* **Records for processing**

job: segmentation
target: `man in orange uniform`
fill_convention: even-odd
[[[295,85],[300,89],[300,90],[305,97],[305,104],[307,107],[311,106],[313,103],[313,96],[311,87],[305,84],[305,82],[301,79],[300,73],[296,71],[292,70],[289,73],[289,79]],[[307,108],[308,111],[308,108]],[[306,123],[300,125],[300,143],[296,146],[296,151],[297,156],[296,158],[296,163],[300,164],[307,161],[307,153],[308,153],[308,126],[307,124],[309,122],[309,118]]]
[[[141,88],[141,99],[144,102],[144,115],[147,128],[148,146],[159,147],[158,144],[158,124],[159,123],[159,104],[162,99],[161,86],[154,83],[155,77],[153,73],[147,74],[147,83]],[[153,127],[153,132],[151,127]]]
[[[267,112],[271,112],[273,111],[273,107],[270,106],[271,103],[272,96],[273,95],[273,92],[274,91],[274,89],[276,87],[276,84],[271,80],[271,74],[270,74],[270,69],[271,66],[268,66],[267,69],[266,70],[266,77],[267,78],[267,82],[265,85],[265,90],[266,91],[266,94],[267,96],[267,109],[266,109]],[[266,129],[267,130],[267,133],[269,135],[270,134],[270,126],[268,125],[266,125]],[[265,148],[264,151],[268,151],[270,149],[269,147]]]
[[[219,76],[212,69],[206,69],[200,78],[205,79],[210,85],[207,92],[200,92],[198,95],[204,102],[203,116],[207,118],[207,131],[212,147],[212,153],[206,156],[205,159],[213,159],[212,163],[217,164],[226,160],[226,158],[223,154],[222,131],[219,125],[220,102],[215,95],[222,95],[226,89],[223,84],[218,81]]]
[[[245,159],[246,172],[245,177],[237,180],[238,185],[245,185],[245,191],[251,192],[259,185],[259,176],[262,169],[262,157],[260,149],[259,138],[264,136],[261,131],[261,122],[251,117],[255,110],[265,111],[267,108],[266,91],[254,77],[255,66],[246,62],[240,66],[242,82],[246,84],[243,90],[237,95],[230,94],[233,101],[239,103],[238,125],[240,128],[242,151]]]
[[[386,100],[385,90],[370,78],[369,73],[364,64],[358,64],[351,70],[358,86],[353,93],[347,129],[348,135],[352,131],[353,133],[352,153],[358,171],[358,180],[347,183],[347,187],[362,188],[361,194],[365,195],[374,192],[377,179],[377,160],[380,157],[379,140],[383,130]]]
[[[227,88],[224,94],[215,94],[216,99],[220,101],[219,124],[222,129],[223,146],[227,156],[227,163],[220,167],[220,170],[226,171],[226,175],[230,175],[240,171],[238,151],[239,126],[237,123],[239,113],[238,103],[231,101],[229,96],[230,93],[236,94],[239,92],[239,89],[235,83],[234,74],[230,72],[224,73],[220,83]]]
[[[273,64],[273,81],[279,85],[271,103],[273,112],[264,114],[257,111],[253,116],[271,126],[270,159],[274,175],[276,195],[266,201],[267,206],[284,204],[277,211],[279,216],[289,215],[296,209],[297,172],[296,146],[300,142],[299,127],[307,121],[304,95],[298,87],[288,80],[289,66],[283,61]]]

* **Exercise aim**
Return every line of the material above without any change, from the job line through the final outline.

* **Task solution**
job: segmentation
target: `man in orange uniform`
fill_convention: even-odd
[[[295,85],[300,89],[300,90],[305,97],[305,104],[307,107],[311,106],[313,103],[313,96],[311,87],[305,84],[305,82],[301,79],[300,73],[296,71],[292,70],[289,73],[289,79]],[[307,108],[308,111],[308,108]],[[306,123],[300,125],[300,143],[296,146],[296,151],[297,156],[296,158],[296,163],[300,164],[307,161],[307,153],[308,153],[308,126],[307,124],[309,122],[309,118]]]
[[[141,88],[141,99],[144,102],[144,115],[147,128],[148,146],[159,147],[158,144],[158,124],[159,123],[159,104],[162,99],[161,86],[154,83],[155,77],[153,73],[147,74],[147,83]],[[153,127],[153,132],[151,127]]]
[[[267,112],[271,112],[273,111],[273,107],[270,106],[271,103],[272,96],[273,95],[273,92],[274,91],[274,89],[276,87],[276,84],[271,80],[271,74],[270,74],[270,69],[271,66],[268,66],[267,69],[266,70],[266,77],[267,78],[267,82],[265,85],[265,90],[266,91],[266,94],[267,96],[267,109],[266,109]],[[266,129],[267,130],[267,133],[269,135],[270,134],[270,126],[268,125],[266,125]],[[265,148],[264,151],[268,151],[270,149],[269,147]]]
[[[219,76],[212,69],[206,69],[200,78],[205,79],[210,85],[207,92],[200,92],[198,95],[204,102],[203,116],[207,118],[207,131],[212,147],[212,153],[206,156],[205,159],[213,159],[212,163],[217,164],[226,160],[226,158],[223,154],[222,131],[219,125],[220,102],[215,95],[222,95],[226,89],[223,84],[218,81]]]
[[[245,159],[246,172],[245,177],[237,180],[238,185],[245,185],[245,191],[251,192],[259,185],[259,176],[262,169],[262,157],[260,149],[259,138],[264,136],[261,131],[261,122],[251,117],[255,110],[265,111],[267,108],[266,91],[254,77],[255,66],[246,62],[240,66],[242,82],[246,84],[243,90],[237,95],[230,94],[233,101],[239,103],[238,125],[240,128],[242,151]]]
[[[386,100],[385,90],[370,78],[369,73],[364,64],[358,64],[351,70],[358,86],[353,93],[347,129],[348,135],[352,131],[353,133],[352,153],[358,171],[358,180],[347,183],[347,187],[362,188],[361,194],[365,195],[374,192],[377,179],[377,160],[380,157],[379,140],[383,130]]]
[[[227,88],[224,94],[215,94],[216,99],[220,101],[219,124],[222,129],[223,146],[227,156],[227,163],[220,167],[220,170],[226,171],[226,175],[230,175],[240,171],[238,151],[239,126],[237,123],[239,113],[238,103],[231,101],[229,96],[230,93],[236,94],[239,92],[239,89],[235,83],[234,74],[230,72],[224,73],[220,83]]]
[[[273,64],[273,81],[279,85],[271,103],[273,112],[264,114],[257,111],[253,116],[271,126],[270,159],[274,175],[276,195],[266,201],[267,206],[284,204],[277,211],[279,216],[289,215],[296,209],[297,172],[296,146],[300,142],[299,127],[307,121],[304,95],[298,87],[288,80],[289,66],[283,61]]]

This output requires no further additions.